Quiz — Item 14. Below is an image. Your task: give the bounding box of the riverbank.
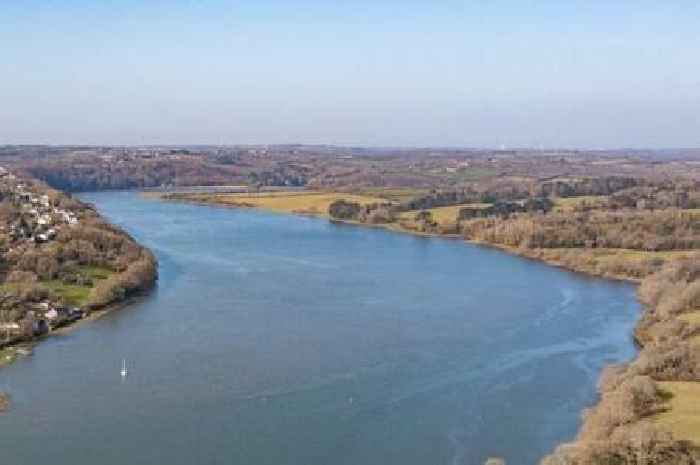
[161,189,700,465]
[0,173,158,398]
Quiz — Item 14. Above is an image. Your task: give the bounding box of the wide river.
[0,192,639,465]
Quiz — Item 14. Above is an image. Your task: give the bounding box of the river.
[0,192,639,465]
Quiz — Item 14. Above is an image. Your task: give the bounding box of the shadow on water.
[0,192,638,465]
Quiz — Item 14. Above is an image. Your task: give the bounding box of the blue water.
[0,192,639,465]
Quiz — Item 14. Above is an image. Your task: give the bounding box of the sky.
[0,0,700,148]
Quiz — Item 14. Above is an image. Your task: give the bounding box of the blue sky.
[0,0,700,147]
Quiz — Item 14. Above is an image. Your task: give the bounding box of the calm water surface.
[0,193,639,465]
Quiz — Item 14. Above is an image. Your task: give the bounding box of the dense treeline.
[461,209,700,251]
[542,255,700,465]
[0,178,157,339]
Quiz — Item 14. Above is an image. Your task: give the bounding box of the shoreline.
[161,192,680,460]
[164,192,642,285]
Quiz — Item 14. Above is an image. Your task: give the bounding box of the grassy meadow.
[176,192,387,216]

= = = = =

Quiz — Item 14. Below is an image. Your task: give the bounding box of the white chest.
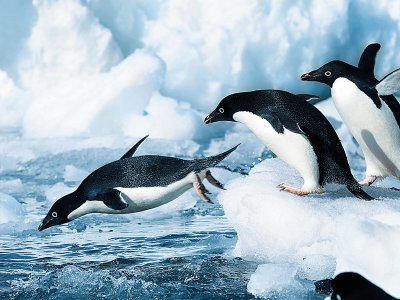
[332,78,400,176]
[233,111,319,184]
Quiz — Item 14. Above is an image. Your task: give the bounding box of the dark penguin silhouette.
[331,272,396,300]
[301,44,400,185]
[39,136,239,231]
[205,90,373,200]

= = = = =

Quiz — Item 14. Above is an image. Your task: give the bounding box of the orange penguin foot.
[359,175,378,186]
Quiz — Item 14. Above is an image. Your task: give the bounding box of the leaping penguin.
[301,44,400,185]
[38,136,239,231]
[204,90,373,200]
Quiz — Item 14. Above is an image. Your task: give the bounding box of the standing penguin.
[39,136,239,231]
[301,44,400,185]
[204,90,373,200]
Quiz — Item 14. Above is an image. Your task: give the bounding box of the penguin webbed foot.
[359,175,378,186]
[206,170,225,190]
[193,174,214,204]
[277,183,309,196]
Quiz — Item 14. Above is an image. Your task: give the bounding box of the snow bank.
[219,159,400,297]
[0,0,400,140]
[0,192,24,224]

= = = = =

Change "grassy meadow" to "grassy field" in the records between the line holding "the blue sky." and the line holding "[176,192,387,216]", inclusive, and give those lines back with nothing else altered.

Quiz — Item 14. Above is an image. Your task: give the bounding box of the blue sky.
[0,0,700,147]
Quiz — Item 14. Above is an image. Your task: give the bounding box of the calm water surface.
[0,193,639,465]
Quiz — Item 14. Above is an image. Your task: give the bounding box of the dense treeline.
[461,209,700,251]
[542,255,700,465]
[0,178,157,339]
Quiz — Item 14. Above is an image. Your task: give the bounding box of the shoreline.
[161,192,680,460]
[164,192,642,285]
Quiz — Item 14. Above is an image. Your task: give the bounding box of the grassy field.
[176,192,387,216]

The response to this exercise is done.